[Article]
* START *
[PATCH v6 2/6] task_isolation: add initial support

From: Chris Metcalf
Date: Tue Aug 25 2015 - 15:57:28 EST


The existing nohz_full mode is designed as a "soft" isolation mode
that makes tradeoffs to minimize userspace interruptions while
still attempting to avoid overheads in the kernel entry/exit path,
to provide 100% kernel semantics, etc.

However, some applications require a "hard" commitment from the
kernel to avoid interruptions, in particular userspace device
driver style applications, such as high-speed networking code.

This change introduces a framework to allow applications
to elect to have the "hard" semantics as needed, specifying
prctl(PR_SET_TASK_ISOLATION, PR_TASK_ISOLATION_ENABLE) to do so.
Subsequent commits will add additional flags and additional
semantics.

The kernel must be built with the new TASK_ISOLATION Kconfig flag
to enable this mode, and the kernel booted with an appropriate
nohz_full=CPULIST boot argument. The "task_isolation" state is then
indicated by setting a new task struct field, task_isolation_flag,
to the value passed by prctl(). When the _ENABLE bit is set for a
task, and it is returning to userspace on a nohz_full core, it calls
the new task_isolation_enter() routine to take additional actions
to help the task avoid being interrupted in the future.

Initially, there are only three actions taken. First, the
task calls lru_add_drain() to prevent being interrupted by a
subsequent lru_add_drain_all() call on another core. Then, it calls
quiet_vmstat() to quieten the vmstat worker to avoid a follow-on
interrupt. Finally, the code checks for pending timer interrupts
and quiesces until they are no longer pending. As a result, sys
calls (and page faults, etc.) can be inordinately slow. However,
this quiescing guarantees that no unexpected interrupts will occur,
even if the application intentionally calls into the kernel.
* END *
[Task set]
(1) In the task isolation patch, reproduce word for word the passage starting with "The existing nohz_full" and going on through "high-speed networking code.".
(2) Rewrite the paragraph of the task isolation patch that begins "Initially, there are only three actions taken" as a short list, keeping its main facts.

[Supplied entries]
* START *
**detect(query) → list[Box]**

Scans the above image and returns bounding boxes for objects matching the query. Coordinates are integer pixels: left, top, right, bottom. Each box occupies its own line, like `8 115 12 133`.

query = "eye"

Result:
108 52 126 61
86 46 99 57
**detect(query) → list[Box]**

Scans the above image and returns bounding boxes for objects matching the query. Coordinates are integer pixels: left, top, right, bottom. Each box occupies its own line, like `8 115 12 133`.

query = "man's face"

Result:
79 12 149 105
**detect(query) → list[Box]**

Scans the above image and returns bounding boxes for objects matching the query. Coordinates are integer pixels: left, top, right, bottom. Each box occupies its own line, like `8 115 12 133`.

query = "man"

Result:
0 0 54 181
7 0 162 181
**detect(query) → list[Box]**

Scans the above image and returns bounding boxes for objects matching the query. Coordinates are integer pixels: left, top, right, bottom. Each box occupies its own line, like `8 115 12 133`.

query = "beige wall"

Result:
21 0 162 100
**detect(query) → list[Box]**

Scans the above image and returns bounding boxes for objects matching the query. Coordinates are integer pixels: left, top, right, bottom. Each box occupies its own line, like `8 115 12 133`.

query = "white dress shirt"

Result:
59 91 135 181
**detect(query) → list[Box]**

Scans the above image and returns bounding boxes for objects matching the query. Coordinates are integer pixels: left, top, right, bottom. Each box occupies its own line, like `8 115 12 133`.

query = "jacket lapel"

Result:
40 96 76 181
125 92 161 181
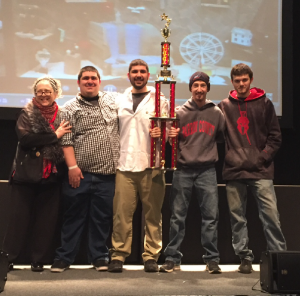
* END *
[Solutions to the problems]
(1)
The existing nohz_full mode is designed as a "soft" isolation mode
that makes tradeoffs to minimize userspace interruptions while
still attempting to avoid overheads in the kernel entry/exit path,
to provide 100% kernel semantics, etc.

However, some applications require a "hard" commitment from the
kernel to avoid interruptions, in particular userspace device
driver style applications, such as high-speed networking code.

(2)
The task initially takes three actions:
- It calls lru_add_drain() so that a later lru_add_drain_all() call on another core won't interrupt it.
- It calls quiet_vmstat() to quiet the vmstat worker and avoid a follow-on interrupt.
- It checks for pending timer interrupts and quiesces until none are pending.

As a result, sys calls, page faults and similar events can be very slow. In exchange, no unexpected interrupts will occur, even when the application deliberately calls into the kernel.